**THE PROBLEM:** Please repeat the data exactly, leaving nothing out.

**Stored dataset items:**
Segment Open

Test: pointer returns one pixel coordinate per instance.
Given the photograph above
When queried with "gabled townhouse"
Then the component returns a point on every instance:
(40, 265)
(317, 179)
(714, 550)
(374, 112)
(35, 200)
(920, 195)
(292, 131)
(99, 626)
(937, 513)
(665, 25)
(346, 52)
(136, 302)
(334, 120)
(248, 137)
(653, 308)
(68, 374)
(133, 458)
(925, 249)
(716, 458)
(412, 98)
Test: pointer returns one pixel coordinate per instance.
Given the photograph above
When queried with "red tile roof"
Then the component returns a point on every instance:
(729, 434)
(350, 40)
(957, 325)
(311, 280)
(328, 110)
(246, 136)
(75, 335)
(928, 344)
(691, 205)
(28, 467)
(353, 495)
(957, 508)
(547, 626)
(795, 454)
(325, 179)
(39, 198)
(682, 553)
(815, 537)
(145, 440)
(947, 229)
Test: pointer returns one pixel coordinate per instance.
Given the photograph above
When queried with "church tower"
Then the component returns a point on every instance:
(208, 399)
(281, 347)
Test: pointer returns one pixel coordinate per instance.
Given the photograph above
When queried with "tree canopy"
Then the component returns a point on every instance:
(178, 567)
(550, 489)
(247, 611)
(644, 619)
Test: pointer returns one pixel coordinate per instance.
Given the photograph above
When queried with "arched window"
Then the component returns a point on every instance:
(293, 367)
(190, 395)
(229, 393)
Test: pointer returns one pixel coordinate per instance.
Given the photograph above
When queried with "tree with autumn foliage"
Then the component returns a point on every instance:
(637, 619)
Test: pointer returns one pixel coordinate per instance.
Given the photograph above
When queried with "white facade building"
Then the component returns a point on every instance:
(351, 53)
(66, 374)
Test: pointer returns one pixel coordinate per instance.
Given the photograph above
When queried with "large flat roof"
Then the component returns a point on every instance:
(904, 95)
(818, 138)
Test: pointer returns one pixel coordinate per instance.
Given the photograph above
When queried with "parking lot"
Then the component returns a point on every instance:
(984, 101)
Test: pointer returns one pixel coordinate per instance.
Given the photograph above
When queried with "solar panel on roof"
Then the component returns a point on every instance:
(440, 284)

Segment Closed

**OUTPUT FOR THIS EXERCISE:**
Test: pointer returns one pixel coordinate per instance.
Given the photograph above
When queried with "gabled townhouse"
Then the component returns a point on every instance:
(40, 265)
(317, 179)
(714, 550)
(374, 112)
(35, 200)
(920, 195)
(292, 131)
(99, 626)
(937, 513)
(665, 25)
(346, 52)
(136, 302)
(334, 120)
(248, 137)
(653, 308)
(68, 374)
(133, 458)
(925, 249)
(716, 458)
(412, 98)
Test: pointer returns one pixel coordinate per instance.
Given the photograph above
When queried with "red tile roof"
Then the component returns a point on every instance:
(729, 434)
(350, 40)
(957, 325)
(311, 280)
(328, 110)
(246, 136)
(75, 335)
(928, 344)
(691, 205)
(28, 467)
(353, 495)
(957, 508)
(547, 626)
(795, 454)
(325, 179)
(39, 198)
(682, 553)
(815, 537)
(145, 440)
(947, 229)
Test: pointer returns one pixel coordinate per instance.
Given the photograph above
When queried with "church tower"
Then the component returns a point on every instance:
(208, 399)
(281, 347)
Test: pointer returns one pixel coordinate per instance.
Given the photograph above
When queried with "tree canopy"
Then the component returns a point on every instance:
(178, 567)
(550, 489)
(247, 611)
(644, 619)
Test: pointer returns one pixel coordinate per instance.
Given the photograph above
When queried with "arched window"
Then the component returns a point on every instance:
(293, 367)
(190, 395)
(229, 393)
Test: pointer returns one pixel coordinate per instance.
Given the photograph above
When queried with "tree with autumn foliage"
Then the component returns a point on every instance:
(637, 619)
Test: pointer returns one pixel coordinate per instance.
Given the photograph above
When queried with "white facade building"
Then the component returns a point on every instance:
(351, 53)
(66, 374)
Test: pointer returns one pixel coordinate per instance.
Given the photograph above
When queried with "large flat roof"
Then the component returns a point on every instance:
(904, 95)
(818, 138)
Test: pointer returns one pixel coordinate per instance.
Given the photograph above
When queried with "parking lot"
Then the component returns a point on every instance:
(984, 101)
Test: pointer returns one pixel coordinate per instance.
Given the photograph above
When queried with "solar panel on roof"
Then the component returns a point on every instance:
(440, 284)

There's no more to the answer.